>>>
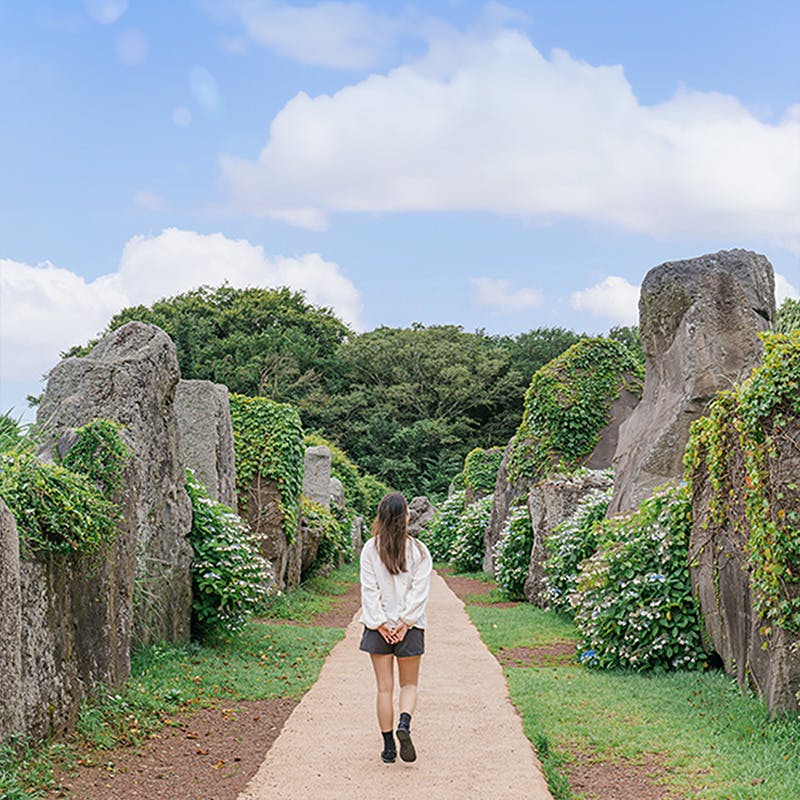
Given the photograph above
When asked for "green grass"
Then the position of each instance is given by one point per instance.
(314, 596)
(262, 661)
(715, 742)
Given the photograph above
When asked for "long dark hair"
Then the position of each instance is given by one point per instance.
(390, 531)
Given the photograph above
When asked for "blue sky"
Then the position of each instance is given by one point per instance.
(494, 166)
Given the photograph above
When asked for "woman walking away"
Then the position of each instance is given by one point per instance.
(395, 580)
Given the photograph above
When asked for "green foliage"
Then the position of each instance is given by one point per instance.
(334, 543)
(737, 447)
(440, 535)
(567, 405)
(633, 604)
(512, 553)
(230, 577)
(466, 554)
(480, 469)
(569, 544)
(788, 317)
(65, 508)
(268, 441)
(100, 454)
(255, 341)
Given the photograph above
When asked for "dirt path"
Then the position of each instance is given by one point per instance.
(468, 736)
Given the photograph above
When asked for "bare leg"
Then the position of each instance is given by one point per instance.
(409, 677)
(384, 677)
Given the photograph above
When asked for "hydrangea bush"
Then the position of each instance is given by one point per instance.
(569, 544)
(440, 534)
(230, 577)
(633, 603)
(512, 553)
(466, 554)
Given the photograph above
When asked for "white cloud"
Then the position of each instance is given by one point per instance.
(331, 34)
(47, 309)
(613, 298)
(132, 47)
(106, 12)
(784, 289)
(492, 125)
(499, 294)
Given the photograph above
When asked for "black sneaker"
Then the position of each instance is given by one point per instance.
(389, 756)
(407, 751)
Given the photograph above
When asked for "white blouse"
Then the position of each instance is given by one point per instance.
(391, 598)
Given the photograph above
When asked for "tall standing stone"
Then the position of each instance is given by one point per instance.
(130, 377)
(699, 322)
(204, 418)
(10, 626)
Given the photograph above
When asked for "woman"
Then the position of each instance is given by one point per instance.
(395, 579)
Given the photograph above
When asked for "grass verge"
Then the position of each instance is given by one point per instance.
(711, 741)
(264, 660)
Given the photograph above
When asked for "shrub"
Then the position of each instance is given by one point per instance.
(440, 535)
(334, 544)
(633, 603)
(569, 544)
(230, 577)
(466, 554)
(512, 553)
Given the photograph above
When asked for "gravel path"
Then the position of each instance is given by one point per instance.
(468, 736)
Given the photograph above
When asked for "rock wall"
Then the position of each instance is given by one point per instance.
(317, 475)
(131, 377)
(698, 321)
(550, 502)
(10, 627)
(204, 419)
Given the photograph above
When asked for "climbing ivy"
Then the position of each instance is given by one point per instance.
(268, 441)
(100, 454)
(65, 508)
(567, 405)
(480, 469)
(736, 447)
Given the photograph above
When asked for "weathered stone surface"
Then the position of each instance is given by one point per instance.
(505, 492)
(317, 475)
(204, 419)
(265, 517)
(337, 493)
(721, 581)
(698, 321)
(421, 512)
(550, 502)
(356, 535)
(10, 627)
(130, 377)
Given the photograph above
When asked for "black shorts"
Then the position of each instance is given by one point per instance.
(413, 643)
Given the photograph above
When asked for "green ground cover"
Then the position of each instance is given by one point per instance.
(712, 741)
(263, 660)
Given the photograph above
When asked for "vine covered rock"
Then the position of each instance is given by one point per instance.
(699, 321)
(270, 453)
(743, 465)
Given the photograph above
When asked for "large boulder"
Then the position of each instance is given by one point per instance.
(420, 513)
(130, 377)
(699, 321)
(550, 502)
(10, 627)
(204, 418)
(317, 475)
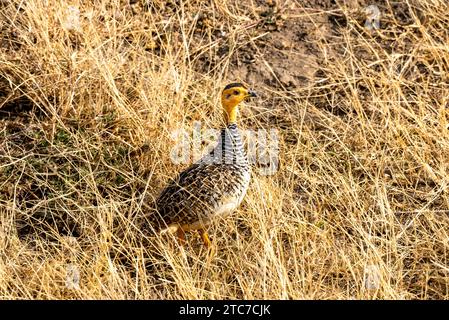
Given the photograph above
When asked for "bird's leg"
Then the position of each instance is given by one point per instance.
(205, 238)
(181, 236)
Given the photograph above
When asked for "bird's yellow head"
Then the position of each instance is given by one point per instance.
(231, 96)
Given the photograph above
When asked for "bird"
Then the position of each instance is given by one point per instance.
(213, 186)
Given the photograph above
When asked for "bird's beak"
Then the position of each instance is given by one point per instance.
(251, 93)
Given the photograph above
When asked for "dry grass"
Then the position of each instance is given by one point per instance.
(86, 115)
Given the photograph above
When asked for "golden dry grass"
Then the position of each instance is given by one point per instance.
(88, 106)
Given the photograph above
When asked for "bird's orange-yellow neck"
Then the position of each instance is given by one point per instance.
(230, 108)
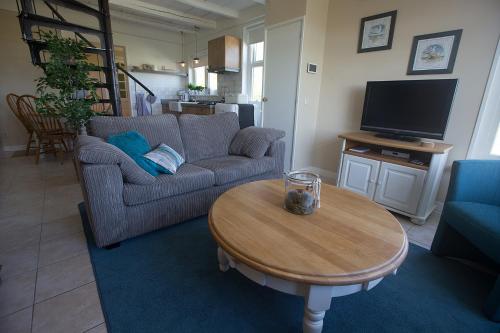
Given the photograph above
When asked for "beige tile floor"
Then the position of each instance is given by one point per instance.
(48, 283)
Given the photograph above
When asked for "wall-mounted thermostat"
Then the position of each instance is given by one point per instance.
(312, 68)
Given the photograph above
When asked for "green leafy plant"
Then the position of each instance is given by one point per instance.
(66, 90)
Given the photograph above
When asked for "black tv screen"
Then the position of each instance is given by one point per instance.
(416, 108)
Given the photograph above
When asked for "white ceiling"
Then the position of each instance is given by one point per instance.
(180, 7)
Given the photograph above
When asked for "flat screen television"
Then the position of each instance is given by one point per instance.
(408, 109)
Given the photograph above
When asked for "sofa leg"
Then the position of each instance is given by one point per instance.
(112, 246)
(492, 305)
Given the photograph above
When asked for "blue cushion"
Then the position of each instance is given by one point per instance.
(479, 223)
(135, 146)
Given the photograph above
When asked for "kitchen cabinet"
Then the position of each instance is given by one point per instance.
(224, 54)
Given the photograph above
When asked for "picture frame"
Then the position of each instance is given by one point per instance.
(376, 32)
(434, 53)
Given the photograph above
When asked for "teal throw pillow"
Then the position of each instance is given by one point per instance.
(135, 145)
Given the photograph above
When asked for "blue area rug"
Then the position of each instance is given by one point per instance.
(168, 281)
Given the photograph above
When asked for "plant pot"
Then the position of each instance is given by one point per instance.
(82, 130)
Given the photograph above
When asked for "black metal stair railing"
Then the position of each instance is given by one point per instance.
(28, 18)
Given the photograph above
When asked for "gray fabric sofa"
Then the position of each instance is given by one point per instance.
(124, 201)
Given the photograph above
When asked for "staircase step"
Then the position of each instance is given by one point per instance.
(39, 46)
(77, 6)
(28, 20)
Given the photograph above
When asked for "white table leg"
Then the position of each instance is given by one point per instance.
(223, 262)
(317, 301)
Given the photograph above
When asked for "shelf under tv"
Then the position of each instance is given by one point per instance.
(406, 186)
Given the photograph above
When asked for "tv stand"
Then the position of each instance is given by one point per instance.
(405, 186)
(397, 137)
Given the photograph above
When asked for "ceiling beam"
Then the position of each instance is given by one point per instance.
(211, 7)
(124, 16)
(163, 13)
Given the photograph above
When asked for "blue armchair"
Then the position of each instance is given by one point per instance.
(470, 224)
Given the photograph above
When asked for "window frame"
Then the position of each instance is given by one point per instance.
(487, 128)
(252, 63)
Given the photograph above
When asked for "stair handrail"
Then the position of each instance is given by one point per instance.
(89, 43)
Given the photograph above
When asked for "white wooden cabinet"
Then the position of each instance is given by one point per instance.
(399, 187)
(359, 175)
(397, 184)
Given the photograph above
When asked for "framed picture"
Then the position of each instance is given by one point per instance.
(376, 32)
(434, 53)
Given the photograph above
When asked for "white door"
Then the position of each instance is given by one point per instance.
(283, 45)
(359, 175)
(400, 187)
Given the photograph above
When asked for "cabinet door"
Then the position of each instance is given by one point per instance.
(359, 175)
(400, 187)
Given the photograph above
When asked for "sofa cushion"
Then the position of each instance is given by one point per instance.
(166, 157)
(254, 141)
(187, 179)
(207, 136)
(93, 150)
(156, 129)
(479, 223)
(233, 168)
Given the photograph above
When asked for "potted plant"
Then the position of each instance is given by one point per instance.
(195, 89)
(66, 90)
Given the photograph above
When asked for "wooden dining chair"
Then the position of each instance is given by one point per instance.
(12, 102)
(50, 133)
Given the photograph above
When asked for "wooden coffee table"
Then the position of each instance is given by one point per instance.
(347, 245)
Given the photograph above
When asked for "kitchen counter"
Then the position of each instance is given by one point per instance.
(191, 108)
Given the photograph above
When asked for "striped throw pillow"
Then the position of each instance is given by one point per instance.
(166, 157)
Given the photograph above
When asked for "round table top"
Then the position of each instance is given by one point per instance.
(348, 240)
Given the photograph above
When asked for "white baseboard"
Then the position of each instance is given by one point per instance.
(14, 148)
(439, 207)
(327, 176)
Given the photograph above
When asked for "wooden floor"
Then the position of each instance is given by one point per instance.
(48, 283)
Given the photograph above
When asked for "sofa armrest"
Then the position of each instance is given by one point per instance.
(475, 181)
(102, 186)
(254, 141)
(277, 151)
(93, 150)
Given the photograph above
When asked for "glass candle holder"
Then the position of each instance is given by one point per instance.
(302, 192)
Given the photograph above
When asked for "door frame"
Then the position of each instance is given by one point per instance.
(299, 19)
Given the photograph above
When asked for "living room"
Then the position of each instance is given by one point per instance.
(362, 194)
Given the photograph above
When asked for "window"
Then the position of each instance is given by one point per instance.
(212, 83)
(485, 142)
(201, 77)
(256, 71)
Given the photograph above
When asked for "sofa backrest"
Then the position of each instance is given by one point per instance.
(156, 129)
(207, 136)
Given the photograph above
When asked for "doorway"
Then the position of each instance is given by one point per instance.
(283, 43)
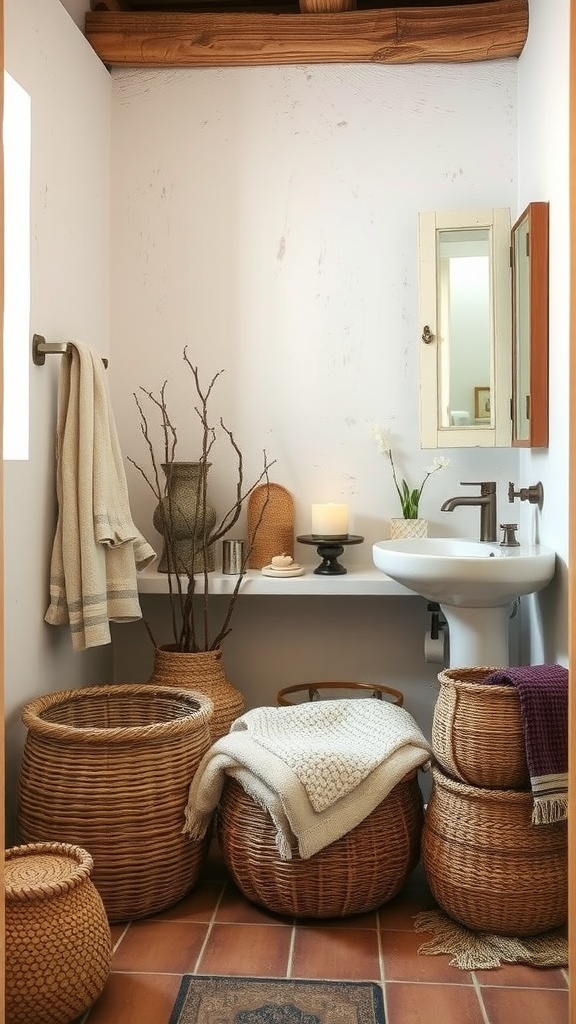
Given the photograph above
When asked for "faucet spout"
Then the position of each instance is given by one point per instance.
(486, 501)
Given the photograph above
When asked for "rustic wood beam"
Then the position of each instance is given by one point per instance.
(409, 35)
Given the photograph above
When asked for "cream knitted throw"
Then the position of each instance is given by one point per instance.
(319, 769)
(96, 549)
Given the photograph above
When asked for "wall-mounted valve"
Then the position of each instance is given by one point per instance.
(534, 494)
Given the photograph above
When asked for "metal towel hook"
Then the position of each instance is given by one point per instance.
(41, 348)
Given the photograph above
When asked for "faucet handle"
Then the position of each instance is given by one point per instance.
(534, 494)
(509, 539)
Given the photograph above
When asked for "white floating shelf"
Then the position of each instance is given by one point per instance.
(362, 582)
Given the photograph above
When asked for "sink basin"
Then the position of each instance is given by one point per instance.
(465, 573)
(475, 582)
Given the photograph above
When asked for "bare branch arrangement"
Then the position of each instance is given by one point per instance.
(192, 629)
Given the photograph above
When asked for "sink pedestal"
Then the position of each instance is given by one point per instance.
(478, 636)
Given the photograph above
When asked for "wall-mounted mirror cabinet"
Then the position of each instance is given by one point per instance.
(465, 328)
(530, 328)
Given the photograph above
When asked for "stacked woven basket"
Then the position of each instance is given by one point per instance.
(488, 865)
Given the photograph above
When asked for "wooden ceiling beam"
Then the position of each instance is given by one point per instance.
(401, 35)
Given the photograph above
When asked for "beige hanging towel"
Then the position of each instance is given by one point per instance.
(97, 549)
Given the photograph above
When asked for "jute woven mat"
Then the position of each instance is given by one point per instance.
(480, 950)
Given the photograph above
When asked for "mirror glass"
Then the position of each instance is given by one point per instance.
(465, 328)
(530, 328)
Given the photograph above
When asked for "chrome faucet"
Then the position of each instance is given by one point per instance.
(487, 502)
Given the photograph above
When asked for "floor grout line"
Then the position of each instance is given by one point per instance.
(478, 988)
(209, 929)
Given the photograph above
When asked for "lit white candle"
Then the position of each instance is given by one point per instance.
(329, 520)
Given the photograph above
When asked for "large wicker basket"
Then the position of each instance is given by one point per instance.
(487, 865)
(477, 730)
(58, 947)
(108, 768)
(358, 872)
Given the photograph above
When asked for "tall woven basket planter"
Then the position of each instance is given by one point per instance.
(204, 673)
(487, 865)
(109, 768)
(58, 948)
(358, 872)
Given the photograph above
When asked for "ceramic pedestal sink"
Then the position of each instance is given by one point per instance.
(475, 582)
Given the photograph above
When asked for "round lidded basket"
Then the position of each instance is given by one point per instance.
(477, 730)
(109, 768)
(58, 947)
(312, 691)
(360, 871)
(487, 865)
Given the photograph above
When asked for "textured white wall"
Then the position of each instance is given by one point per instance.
(70, 267)
(268, 218)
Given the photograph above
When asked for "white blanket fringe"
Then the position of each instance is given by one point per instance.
(318, 769)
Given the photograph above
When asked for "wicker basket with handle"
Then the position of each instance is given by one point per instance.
(361, 870)
(487, 865)
(477, 730)
(108, 768)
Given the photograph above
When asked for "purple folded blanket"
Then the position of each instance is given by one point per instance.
(542, 691)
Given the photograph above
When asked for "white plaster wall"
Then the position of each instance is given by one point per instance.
(543, 175)
(268, 218)
(70, 267)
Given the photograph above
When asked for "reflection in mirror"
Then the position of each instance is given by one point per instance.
(464, 327)
(530, 328)
(465, 316)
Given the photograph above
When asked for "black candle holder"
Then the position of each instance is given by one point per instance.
(330, 549)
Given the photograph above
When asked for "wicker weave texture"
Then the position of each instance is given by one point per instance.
(488, 866)
(358, 872)
(58, 947)
(108, 768)
(271, 524)
(477, 730)
(204, 673)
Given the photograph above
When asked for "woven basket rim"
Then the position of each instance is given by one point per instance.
(200, 705)
(477, 792)
(446, 677)
(82, 860)
(172, 648)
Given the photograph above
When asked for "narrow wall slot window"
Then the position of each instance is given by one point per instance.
(16, 136)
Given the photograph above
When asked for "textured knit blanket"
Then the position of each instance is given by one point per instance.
(319, 769)
(542, 691)
(96, 549)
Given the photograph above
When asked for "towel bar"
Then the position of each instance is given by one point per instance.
(41, 348)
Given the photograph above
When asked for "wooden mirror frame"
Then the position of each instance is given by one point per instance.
(536, 218)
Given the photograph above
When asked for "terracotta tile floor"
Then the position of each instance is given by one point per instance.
(216, 931)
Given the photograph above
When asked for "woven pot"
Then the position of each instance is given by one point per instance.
(109, 768)
(184, 519)
(358, 872)
(487, 865)
(204, 673)
(58, 947)
(405, 528)
(477, 730)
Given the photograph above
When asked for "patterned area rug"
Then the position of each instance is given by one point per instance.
(271, 1000)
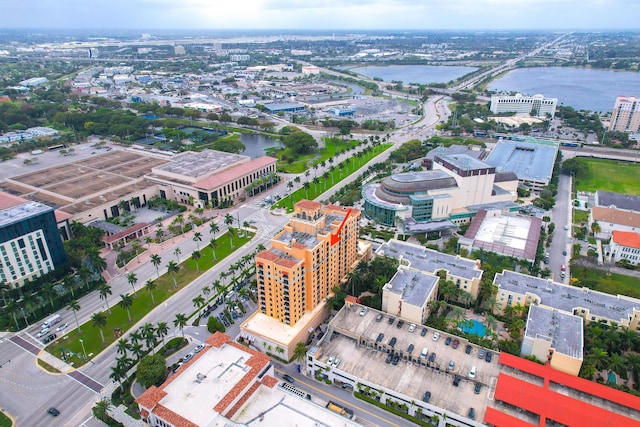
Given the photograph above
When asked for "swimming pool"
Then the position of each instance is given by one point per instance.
(476, 328)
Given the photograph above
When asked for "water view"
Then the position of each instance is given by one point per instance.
(424, 74)
(581, 88)
(256, 144)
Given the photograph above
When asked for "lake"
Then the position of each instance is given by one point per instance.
(256, 144)
(581, 88)
(424, 74)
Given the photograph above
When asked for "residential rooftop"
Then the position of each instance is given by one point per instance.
(564, 330)
(413, 286)
(569, 298)
(429, 260)
(532, 161)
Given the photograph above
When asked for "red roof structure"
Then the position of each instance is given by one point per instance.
(550, 400)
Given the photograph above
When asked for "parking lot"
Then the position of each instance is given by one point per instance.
(413, 375)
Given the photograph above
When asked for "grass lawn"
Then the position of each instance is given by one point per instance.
(142, 303)
(598, 280)
(302, 163)
(315, 190)
(610, 175)
(4, 420)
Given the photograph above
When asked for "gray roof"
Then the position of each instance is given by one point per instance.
(568, 298)
(413, 286)
(430, 261)
(626, 202)
(562, 329)
(528, 160)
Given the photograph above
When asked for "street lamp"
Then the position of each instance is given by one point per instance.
(83, 350)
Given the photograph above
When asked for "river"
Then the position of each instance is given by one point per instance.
(581, 88)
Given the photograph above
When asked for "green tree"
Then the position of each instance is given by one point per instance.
(126, 301)
(99, 320)
(151, 370)
(74, 306)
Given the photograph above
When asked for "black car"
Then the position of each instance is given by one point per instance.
(288, 378)
(456, 380)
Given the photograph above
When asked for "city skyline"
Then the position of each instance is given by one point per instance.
(323, 14)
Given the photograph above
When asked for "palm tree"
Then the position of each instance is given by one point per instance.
(198, 302)
(228, 220)
(101, 409)
(151, 285)
(197, 237)
(99, 320)
(172, 269)
(196, 255)
(300, 352)
(123, 346)
(104, 292)
(156, 260)
(214, 228)
(212, 245)
(180, 321)
(74, 306)
(162, 330)
(126, 301)
(132, 279)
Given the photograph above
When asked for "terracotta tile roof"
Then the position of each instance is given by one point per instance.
(218, 339)
(269, 381)
(173, 418)
(286, 262)
(308, 204)
(268, 255)
(9, 200)
(232, 174)
(615, 216)
(151, 397)
(627, 238)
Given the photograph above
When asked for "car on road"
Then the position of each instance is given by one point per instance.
(288, 378)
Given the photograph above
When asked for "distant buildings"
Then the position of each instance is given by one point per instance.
(626, 115)
(30, 243)
(535, 106)
(306, 260)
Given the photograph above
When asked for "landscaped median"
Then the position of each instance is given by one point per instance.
(352, 165)
(117, 319)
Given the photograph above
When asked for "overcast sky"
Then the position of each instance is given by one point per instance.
(321, 14)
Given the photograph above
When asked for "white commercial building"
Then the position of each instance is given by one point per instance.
(536, 105)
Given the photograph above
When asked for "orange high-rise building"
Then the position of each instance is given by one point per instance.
(306, 260)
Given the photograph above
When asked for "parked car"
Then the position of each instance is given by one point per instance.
(288, 378)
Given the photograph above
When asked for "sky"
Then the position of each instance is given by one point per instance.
(322, 14)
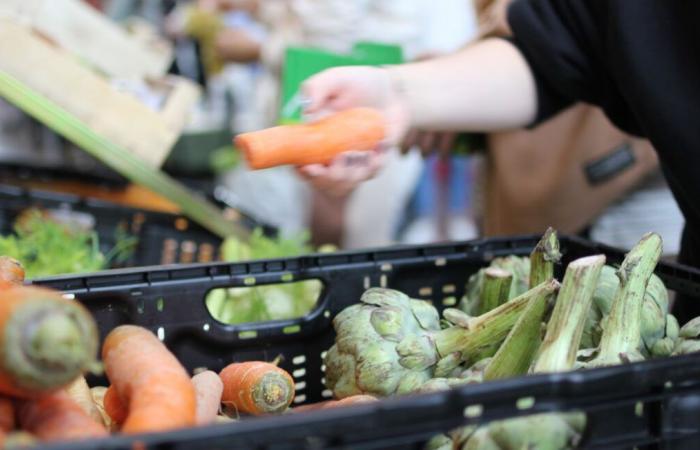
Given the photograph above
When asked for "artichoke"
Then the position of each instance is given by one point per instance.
(688, 335)
(621, 340)
(519, 269)
(392, 344)
(485, 288)
(659, 329)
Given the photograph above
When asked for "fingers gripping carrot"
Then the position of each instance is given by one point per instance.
(57, 417)
(46, 341)
(314, 143)
(155, 388)
(114, 407)
(257, 387)
(209, 388)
<<<
**What the task requires**
Please count the lines in the records that contain the string "cabinet" and give only that number.

**Exercise response**
4